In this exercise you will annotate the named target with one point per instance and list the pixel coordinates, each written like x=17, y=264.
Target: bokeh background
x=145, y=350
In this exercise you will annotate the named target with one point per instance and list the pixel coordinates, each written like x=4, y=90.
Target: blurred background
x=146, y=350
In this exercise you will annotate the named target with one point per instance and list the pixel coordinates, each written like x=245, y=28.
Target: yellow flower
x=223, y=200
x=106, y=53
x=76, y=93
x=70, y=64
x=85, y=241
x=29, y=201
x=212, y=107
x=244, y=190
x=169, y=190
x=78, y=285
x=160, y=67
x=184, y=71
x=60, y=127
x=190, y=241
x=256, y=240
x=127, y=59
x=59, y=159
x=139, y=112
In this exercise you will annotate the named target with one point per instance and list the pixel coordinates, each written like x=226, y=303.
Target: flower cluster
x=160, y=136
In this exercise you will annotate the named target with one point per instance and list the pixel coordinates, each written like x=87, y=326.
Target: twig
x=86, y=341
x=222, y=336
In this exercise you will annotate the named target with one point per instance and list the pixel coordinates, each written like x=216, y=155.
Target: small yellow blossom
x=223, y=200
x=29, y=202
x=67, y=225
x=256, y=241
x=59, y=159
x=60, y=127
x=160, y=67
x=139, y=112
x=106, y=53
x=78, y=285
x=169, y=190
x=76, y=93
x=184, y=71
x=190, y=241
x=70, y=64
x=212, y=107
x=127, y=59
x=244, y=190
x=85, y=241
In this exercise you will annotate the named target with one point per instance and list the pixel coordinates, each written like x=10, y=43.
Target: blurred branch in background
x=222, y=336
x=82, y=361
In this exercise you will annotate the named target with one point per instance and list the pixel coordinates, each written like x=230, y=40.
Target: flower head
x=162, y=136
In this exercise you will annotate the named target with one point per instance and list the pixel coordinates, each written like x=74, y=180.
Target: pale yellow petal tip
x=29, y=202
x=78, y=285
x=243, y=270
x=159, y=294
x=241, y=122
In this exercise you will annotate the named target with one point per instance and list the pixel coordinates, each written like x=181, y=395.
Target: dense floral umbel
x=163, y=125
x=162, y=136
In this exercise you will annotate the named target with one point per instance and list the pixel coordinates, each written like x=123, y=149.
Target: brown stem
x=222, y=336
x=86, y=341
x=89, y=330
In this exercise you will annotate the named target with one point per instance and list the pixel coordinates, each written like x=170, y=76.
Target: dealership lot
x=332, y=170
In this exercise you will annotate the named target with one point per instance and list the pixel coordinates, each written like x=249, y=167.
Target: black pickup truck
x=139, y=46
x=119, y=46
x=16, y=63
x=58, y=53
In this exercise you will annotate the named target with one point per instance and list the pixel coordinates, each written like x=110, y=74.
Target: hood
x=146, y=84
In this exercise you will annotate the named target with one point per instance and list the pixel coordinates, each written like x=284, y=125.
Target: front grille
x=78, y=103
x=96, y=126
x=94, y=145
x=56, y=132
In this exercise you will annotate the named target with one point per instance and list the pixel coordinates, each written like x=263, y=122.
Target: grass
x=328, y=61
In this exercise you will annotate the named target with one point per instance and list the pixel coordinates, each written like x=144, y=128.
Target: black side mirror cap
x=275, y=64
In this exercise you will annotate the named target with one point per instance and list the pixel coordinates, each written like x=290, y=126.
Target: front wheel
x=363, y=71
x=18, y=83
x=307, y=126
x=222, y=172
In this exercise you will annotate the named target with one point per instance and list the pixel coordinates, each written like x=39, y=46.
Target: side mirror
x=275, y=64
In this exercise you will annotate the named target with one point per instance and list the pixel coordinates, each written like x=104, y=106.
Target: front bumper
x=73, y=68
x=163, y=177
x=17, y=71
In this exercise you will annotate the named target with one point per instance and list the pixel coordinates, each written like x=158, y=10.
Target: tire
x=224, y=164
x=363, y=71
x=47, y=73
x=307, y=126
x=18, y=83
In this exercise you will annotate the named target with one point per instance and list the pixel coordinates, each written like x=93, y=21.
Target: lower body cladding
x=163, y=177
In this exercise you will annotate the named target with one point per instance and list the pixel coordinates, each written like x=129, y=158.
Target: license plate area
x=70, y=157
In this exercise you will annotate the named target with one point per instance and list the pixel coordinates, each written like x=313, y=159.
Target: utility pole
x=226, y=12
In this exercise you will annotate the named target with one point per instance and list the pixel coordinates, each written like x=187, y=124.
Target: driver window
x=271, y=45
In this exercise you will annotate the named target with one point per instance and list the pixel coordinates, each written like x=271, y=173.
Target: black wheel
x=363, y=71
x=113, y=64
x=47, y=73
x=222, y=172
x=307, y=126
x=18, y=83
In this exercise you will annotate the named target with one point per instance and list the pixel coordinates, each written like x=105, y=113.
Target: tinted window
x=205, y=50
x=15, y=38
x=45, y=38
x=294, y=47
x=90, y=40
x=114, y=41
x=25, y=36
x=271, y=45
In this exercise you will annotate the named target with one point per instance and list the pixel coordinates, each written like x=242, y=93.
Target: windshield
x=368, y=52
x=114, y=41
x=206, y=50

* * * * * * *

§ **PROBLEM STATEMENT**
Starting at the line that contains "like x=4, y=90." and stopping after the line that contains "x=146, y=350", write out only those lines again, requests included. Multiply every coordinate in the answers by 2.1 and round to whole numbers, with halves rounded up, while leaving the numbers in the requests and their format samples unchanged.

§ **EXERCISE ANSWER**
In this exercise you will annotate the named target with one point per instance and list the pixel coordinates, each written like x=4, y=90.
Target: blurred background
x=307, y=735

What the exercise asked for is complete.